- **The exercise**: Write out the complete material exactly as it stands.

○ ○ ○ ○ ○ ○ ○

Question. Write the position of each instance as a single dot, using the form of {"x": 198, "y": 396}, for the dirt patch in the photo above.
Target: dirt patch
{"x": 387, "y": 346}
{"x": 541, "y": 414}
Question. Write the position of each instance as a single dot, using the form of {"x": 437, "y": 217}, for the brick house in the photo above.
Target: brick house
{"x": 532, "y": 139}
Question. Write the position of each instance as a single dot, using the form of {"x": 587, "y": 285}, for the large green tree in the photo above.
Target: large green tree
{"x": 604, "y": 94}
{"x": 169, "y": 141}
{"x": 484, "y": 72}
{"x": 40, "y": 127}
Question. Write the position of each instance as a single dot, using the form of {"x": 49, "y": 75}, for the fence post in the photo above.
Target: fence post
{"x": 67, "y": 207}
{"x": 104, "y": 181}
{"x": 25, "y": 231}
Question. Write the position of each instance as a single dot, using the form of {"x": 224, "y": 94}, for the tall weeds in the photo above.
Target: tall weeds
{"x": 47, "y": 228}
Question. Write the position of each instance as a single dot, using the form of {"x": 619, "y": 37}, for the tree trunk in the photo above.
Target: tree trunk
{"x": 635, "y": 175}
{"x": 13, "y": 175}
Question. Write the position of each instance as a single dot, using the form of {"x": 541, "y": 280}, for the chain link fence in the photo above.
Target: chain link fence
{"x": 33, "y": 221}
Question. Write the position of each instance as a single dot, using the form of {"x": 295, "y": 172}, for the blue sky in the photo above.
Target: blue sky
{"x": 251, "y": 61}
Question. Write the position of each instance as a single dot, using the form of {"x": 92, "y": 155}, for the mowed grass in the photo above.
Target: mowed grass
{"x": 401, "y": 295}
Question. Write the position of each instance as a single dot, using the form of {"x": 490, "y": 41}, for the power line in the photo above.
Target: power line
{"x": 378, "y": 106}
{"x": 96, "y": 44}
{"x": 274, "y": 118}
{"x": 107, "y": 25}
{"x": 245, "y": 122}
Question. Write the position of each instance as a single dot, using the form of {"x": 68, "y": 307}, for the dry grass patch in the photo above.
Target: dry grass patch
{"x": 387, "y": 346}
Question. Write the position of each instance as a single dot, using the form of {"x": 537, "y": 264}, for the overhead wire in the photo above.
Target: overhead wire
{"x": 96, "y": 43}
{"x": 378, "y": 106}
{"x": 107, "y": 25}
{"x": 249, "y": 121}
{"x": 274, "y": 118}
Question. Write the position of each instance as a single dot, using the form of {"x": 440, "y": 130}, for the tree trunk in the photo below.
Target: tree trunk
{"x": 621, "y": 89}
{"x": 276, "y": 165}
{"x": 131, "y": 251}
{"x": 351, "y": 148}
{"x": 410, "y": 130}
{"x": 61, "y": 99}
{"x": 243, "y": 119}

○ ○ ○ ○ ○ ○ ○

- **Answer to the task**:
Question. Write the position of each instance as a single dot, using the form of {"x": 198, "y": 396}, for the dirt patch in the photo above.
Target: dirt patch
{"x": 387, "y": 346}
{"x": 541, "y": 414}
Question. Write the position of each instance as a single dot, using the form of {"x": 437, "y": 217}, for the brick house in the photo above.
Target: brick house
{"x": 532, "y": 139}
Question. Write the position of each instance as a single dot, using the form of {"x": 587, "y": 285}, for the large green tree in the photo above.
Target: large green tree
{"x": 604, "y": 94}
{"x": 169, "y": 141}
{"x": 484, "y": 72}
{"x": 40, "y": 127}
Question. Write the position of each instance as a single dot, using the form of {"x": 49, "y": 75}, for the fence post in the photo above.
Target: fence post
{"x": 67, "y": 207}
{"x": 104, "y": 181}
{"x": 25, "y": 231}
Question. Write the position of each instance as a single dot, using the form of {"x": 224, "y": 94}, for the tall weeds in the photo above.
Target: tall weeds
{"x": 47, "y": 228}
Question. Write the position of each instance as a single dot, using the form of {"x": 619, "y": 37}, for the tree trunk in the photo above.
Target: tree trunk
{"x": 635, "y": 175}
{"x": 13, "y": 175}
Question. Write the position of each instance as a single dot, using the form of {"x": 541, "y": 280}, for the chain link fence in the photo above.
Target: chain link fence
{"x": 33, "y": 221}
Question. Write the position of each instance as a single dot, using the form of {"x": 295, "y": 172}, for the blue sky in the photo above.
Target: blue sky
{"x": 251, "y": 61}
Question. Write the position of each instance as a single dot, using the form of {"x": 92, "y": 155}, for the mowed grass in the photo above.
Target: mowed grass
{"x": 401, "y": 295}
Question. Write the position of each instance as a single dot, using the form of {"x": 490, "y": 41}, for the power line in the photo above.
Target: power line
{"x": 378, "y": 106}
{"x": 96, "y": 44}
{"x": 274, "y": 118}
{"x": 107, "y": 25}
{"x": 245, "y": 122}
Question. Write the position of each instance as a single dot, using the form of {"x": 68, "y": 307}, for the dry grass patch in the photo above.
Target: dry grass patch
{"x": 387, "y": 346}
Question. Write the position of each instance as a single dot, using the form of {"x": 537, "y": 264}, for the overhead wire in the photo above.
Target: overhead wire
{"x": 96, "y": 43}
{"x": 378, "y": 106}
{"x": 107, "y": 25}
{"x": 249, "y": 121}
{"x": 274, "y": 118}
Question. Write the position of each instance as a single dot, using the form of {"x": 440, "y": 130}, for the tree trunk in the photo below.
Target: tree trunk
{"x": 621, "y": 89}
{"x": 276, "y": 165}
{"x": 131, "y": 251}
{"x": 351, "y": 148}
{"x": 410, "y": 130}
{"x": 61, "y": 99}
{"x": 243, "y": 119}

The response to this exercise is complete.